Sunday was a historic day for Nepal! The new constitution – over 7 years in the making – was finally signed after having been passed by a majority vote in the constitutional assembly. For us here in Tansen, the day was interesting in several ways.
To start off – the local Magar party had called a strike to call attention to the fact that they believe that the government hasn’t done enough to fulfill all their demands. The Magar people (one of the hundreds of ethnic/tribal groups in Nepal) think that this area should be their own “kingdom” and that other groups should go to other places! Several of the people groups in Nepal would like to see the country separated and organized in this way.
Anyway – the government had already called for a holiday to celebrate the constitution, so the hospital was closed to out-patients and only the ER and the in patients were open. Since vehicles weren’t running here, it meant that many people couldn’t get to the hospital anyway.
However – later in the day, we were walking from the hospital to our home, and stopped at our local “dairy” where we buy milk. We were chatting with the store owner, and he said that their milk had been delivered by jeep that day as usual – apparently the milk jeeps and the ambulances were allowed to travel on the roads even on this strike day! We made a comment about everyone needing their chiya (Nepali sweet, milk tea) and the owner’s wife said, “That’s right – if they don’t get their chiya, they don’t have the strength to continue with the strikes and the fighting!” We all laughed together – many times the choices here are to laugh or to despair – so we were happy to find others choosing to find the humor in sometimes difficult situations!
Many shop keepers on the road were decorating in front of their stores – making designs of the Nepali flag, and the outline of the country – and all these were lit by candles in the evening so the darkness was lit by hundreds of lights to celebrate this new beginning for Nepal.
Apparently, the constitution will be published in book form so that people will be able to read it for themselves, but for now, we know a few things. First – Nepal is declaring itself to be a secular nation – and is not returning to being a Hindu Kingdom. The churches and believers with whom we have chatted are very pleased and no one has mentioned a problematic clause prohibiting conversion. We pray that this is so!
Nepal is now divided into 7 regions (instead of the 5 previous ones). The 75 districts remain the same, but the districts are now in different states or regions. Those will be named by the individual regions. Apparently, if people now need to do official govt business, they won’t have to always go to KTM – they will be able to do it at the center or main city in their region.
On Monday, the strike continued in Tansen – and in an ironic twist, there was a gathering to celebrate the International Day of Peace….. Once again we shared a quiet laugh and continued to pray for peace in this country and around the world.
Today, Tuesday, shops are open again, and vehicles running. Some people are celebrating this new constitution, while others remain unhappy and continue to threaten with strikes and demonstrations. We wait to see what will happen as this new constitution becomes more known and changes begin to occur.

» **Excerpted data**:
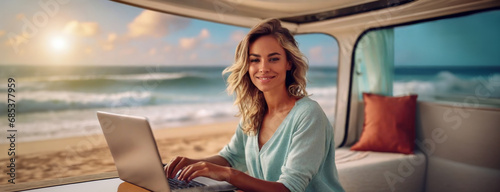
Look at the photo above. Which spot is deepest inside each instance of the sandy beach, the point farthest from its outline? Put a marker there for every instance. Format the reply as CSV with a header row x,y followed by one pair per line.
x,y
68,157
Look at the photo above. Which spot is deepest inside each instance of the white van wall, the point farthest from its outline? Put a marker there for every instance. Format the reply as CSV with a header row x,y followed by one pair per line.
x,y
462,145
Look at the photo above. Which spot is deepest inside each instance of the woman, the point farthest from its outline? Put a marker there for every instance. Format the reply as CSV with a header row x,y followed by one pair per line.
x,y
284,140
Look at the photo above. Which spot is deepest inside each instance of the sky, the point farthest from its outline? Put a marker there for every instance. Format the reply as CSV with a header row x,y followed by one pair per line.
x,y
79,32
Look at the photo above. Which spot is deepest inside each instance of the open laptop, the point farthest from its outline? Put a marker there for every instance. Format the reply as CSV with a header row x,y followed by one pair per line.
x,y
137,159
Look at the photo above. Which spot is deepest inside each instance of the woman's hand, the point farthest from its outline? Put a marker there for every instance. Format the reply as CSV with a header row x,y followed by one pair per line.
x,y
205,169
177,164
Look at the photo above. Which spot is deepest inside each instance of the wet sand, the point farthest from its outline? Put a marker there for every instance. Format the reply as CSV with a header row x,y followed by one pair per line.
x,y
68,157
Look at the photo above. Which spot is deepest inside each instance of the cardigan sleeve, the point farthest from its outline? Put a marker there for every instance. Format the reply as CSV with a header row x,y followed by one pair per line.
x,y
234,151
307,148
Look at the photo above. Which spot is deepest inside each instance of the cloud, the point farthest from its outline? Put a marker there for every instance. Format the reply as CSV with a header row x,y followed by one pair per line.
x,y
154,24
237,36
109,43
187,43
152,51
82,29
191,42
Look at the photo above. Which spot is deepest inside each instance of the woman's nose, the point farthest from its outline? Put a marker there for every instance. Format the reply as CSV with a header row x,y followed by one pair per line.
x,y
264,66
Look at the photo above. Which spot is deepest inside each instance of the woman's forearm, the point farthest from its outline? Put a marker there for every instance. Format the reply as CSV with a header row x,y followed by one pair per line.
x,y
248,183
216,159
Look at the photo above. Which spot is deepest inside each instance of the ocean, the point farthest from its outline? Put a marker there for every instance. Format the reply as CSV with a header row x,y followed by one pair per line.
x,y
61,101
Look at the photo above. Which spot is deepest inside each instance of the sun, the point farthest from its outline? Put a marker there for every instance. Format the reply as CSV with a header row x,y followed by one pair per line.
x,y
59,44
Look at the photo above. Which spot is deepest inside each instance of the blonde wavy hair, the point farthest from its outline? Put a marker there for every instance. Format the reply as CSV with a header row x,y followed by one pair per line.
x,y
249,99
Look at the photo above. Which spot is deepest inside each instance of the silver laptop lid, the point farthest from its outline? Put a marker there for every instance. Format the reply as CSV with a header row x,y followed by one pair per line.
x,y
134,150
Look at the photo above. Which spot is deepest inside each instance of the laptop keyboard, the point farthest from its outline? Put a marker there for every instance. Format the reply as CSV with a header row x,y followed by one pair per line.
x,y
178,184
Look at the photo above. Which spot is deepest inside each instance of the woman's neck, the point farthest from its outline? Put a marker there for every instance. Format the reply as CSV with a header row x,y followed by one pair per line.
x,y
279,101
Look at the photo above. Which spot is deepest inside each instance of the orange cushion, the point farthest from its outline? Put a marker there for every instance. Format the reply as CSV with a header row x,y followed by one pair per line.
x,y
389,124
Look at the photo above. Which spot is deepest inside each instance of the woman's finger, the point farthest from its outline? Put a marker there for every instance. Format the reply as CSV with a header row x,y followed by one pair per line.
x,y
174,166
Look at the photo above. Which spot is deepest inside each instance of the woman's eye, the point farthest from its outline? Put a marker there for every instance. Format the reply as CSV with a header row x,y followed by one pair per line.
x,y
254,60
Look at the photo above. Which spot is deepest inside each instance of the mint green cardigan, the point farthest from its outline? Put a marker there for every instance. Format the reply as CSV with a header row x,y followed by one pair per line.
x,y
300,154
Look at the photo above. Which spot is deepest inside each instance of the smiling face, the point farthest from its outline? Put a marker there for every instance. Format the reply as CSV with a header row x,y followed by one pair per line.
x,y
268,64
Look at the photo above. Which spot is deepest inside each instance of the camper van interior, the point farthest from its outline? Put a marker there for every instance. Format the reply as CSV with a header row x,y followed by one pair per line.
x,y
447,133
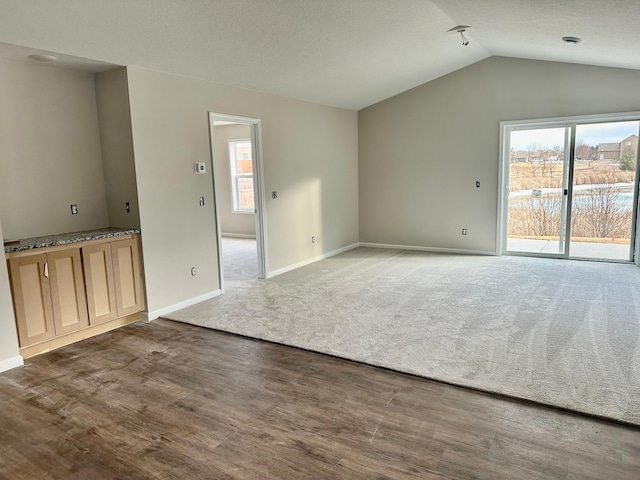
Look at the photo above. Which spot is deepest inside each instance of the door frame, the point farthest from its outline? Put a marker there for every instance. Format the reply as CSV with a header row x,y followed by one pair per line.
x,y
572,121
255,125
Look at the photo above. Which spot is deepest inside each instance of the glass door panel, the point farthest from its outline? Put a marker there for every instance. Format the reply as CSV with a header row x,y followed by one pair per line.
x,y
537,183
604,191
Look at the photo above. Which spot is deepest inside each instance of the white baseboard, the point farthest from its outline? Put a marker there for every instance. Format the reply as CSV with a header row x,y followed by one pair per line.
x,y
154,314
10,363
312,260
460,251
238,235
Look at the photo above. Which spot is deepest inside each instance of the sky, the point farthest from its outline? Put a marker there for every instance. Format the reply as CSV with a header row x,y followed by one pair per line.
x,y
590,134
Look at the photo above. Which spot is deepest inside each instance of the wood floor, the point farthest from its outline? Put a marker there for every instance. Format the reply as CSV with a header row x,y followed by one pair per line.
x,y
172,401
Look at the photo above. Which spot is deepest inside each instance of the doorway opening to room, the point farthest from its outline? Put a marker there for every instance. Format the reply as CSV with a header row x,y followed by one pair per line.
x,y
238,191
570,188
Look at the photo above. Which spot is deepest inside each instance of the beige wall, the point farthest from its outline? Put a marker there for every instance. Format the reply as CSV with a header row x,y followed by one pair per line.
x,y
8,335
421,152
310,158
112,94
230,223
49,151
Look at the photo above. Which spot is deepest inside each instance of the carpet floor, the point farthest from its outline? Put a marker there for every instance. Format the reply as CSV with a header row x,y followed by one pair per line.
x,y
559,332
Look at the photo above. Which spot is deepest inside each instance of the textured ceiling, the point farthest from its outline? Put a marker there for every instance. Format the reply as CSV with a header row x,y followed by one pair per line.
x,y
347,53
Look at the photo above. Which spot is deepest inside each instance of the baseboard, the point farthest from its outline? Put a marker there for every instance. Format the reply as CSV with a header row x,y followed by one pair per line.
x,y
154,314
238,235
459,251
10,363
280,271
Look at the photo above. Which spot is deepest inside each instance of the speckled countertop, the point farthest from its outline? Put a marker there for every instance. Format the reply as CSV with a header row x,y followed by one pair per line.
x,y
66,238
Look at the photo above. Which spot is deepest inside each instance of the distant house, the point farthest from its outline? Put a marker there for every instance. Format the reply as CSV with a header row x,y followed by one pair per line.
x,y
519,156
614,151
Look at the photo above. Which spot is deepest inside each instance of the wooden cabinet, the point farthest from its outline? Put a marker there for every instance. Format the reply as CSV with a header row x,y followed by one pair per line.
x,y
48,293
126,268
32,298
101,290
114,281
66,291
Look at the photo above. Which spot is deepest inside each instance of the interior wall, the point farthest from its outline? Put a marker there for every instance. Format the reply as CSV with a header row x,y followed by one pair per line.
x,y
310,155
9,354
421,152
49,151
116,141
230,223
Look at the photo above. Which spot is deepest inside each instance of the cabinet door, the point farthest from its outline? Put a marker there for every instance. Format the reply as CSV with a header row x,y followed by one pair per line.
x,y
31,298
67,290
101,289
126,270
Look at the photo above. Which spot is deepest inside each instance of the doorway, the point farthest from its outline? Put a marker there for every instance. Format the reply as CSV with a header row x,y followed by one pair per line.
x,y
570,188
238,191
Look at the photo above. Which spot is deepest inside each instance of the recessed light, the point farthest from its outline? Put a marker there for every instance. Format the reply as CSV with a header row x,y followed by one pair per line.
x,y
43,58
571,40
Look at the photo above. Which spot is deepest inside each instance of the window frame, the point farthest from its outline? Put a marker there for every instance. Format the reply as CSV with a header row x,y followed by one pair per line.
x,y
234,177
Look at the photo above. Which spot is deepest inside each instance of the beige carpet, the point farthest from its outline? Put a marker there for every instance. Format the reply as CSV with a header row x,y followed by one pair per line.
x,y
564,333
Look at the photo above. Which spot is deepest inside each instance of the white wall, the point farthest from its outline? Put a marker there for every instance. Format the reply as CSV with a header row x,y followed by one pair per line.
x,y
310,158
9,354
230,223
112,95
49,151
421,152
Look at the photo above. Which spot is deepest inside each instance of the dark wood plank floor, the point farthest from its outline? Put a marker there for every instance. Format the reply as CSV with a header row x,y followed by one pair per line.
x,y
173,401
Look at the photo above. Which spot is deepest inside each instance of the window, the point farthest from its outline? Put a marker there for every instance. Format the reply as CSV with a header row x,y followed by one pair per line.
x,y
241,168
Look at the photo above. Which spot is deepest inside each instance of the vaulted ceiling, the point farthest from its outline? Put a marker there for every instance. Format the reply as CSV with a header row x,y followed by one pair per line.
x,y
346,53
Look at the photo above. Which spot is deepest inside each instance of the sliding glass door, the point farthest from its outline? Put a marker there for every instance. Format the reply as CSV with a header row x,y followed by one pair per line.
x,y
604,180
571,189
537,183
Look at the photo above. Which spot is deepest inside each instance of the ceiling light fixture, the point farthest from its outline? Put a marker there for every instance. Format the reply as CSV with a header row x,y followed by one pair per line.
x,y
571,40
461,29
43,58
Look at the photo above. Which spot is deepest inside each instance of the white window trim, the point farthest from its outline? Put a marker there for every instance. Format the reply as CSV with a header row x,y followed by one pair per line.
x,y
233,178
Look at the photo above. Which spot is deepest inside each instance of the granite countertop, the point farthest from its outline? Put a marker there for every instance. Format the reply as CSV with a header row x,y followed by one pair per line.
x,y
66,238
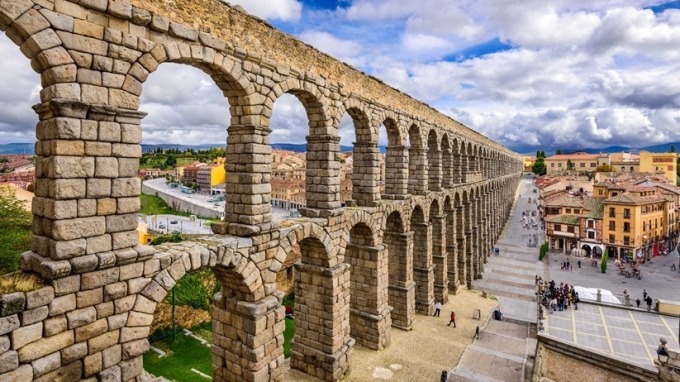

» **Problem to work on**:
Name every day of the week mentioned in the text about Nepal's new constitution.

» **Finished task**:
Sunday, Monday, Tuesday